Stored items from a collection
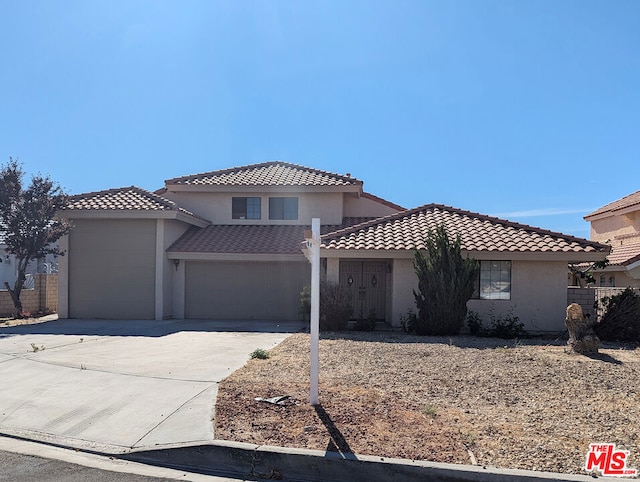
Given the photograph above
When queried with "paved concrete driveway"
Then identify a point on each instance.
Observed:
(117, 385)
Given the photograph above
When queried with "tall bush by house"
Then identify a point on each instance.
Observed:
(621, 320)
(445, 284)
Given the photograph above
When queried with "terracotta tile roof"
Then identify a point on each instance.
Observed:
(249, 239)
(274, 173)
(407, 230)
(123, 199)
(624, 255)
(623, 203)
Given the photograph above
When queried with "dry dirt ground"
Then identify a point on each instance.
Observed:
(515, 404)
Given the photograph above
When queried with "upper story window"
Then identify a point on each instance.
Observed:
(283, 208)
(494, 281)
(245, 208)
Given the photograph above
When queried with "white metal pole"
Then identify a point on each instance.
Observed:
(315, 310)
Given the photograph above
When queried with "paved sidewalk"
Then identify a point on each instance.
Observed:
(112, 386)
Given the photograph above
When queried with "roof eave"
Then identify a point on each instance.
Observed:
(563, 256)
(256, 257)
(131, 214)
(356, 188)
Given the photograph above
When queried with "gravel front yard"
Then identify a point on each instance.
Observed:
(517, 404)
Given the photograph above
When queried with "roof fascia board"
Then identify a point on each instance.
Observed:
(131, 214)
(260, 189)
(597, 217)
(235, 257)
(568, 257)
(627, 210)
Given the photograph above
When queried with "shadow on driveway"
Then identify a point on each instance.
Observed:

- _Problem details_
Copy every line above exactly; images stay out.

- _Solution to this problem_
Given the photograph above
When queried with "paved concrete driveway"
Then identify a point on each instance.
Observed:
(117, 385)
Given the photograph above
When queried with "tall bush by house"
Then identify a point on each instance.
Observed:
(621, 320)
(445, 284)
Given the photograph above
When queried with "terracotta tile roof"
Then identify a point on each instance.
Observed:
(249, 239)
(274, 173)
(407, 230)
(123, 199)
(624, 255)
(623, 203)
Given the photograph above
When queried with "dry dirt ground"
Then identify a point on each instance.
Observed:
(515, 404)
Given the photograph above
When queried with "upper story window"
Then identify a point on each instance.
Observed:
(283, 208)
(494, 281)
(245, 208)
Given the photograph above
When queried with "white metal pole"
Then identify a point on each instance.
Observed:
(315, 310)
Given the photograph above
When queried with "paved sidewalk"
Then identify a point on each instance.
Observed:
(112, 386)
Given the photograph above
When queried with "roof eave"
Then identify a point on each instance.
Observed:
(563, 256)
(256, 257)
(131, 214)
(356, 188)
Given the photograph above
When queried with "gravel front yard"
Then identify a point on each instance.
Observed:
(517, 404)
Given the photograph above
When queried with "roof fascia board"
Then identify a point on each instance.
Observed:
(131, 214)
(260, 189)
(597, 217)
(235, 257)
(568, 257)
(627, 210)
Given the photograph above
When queried with "shadow on driveway"
Then identify a point on each instance.
Observed:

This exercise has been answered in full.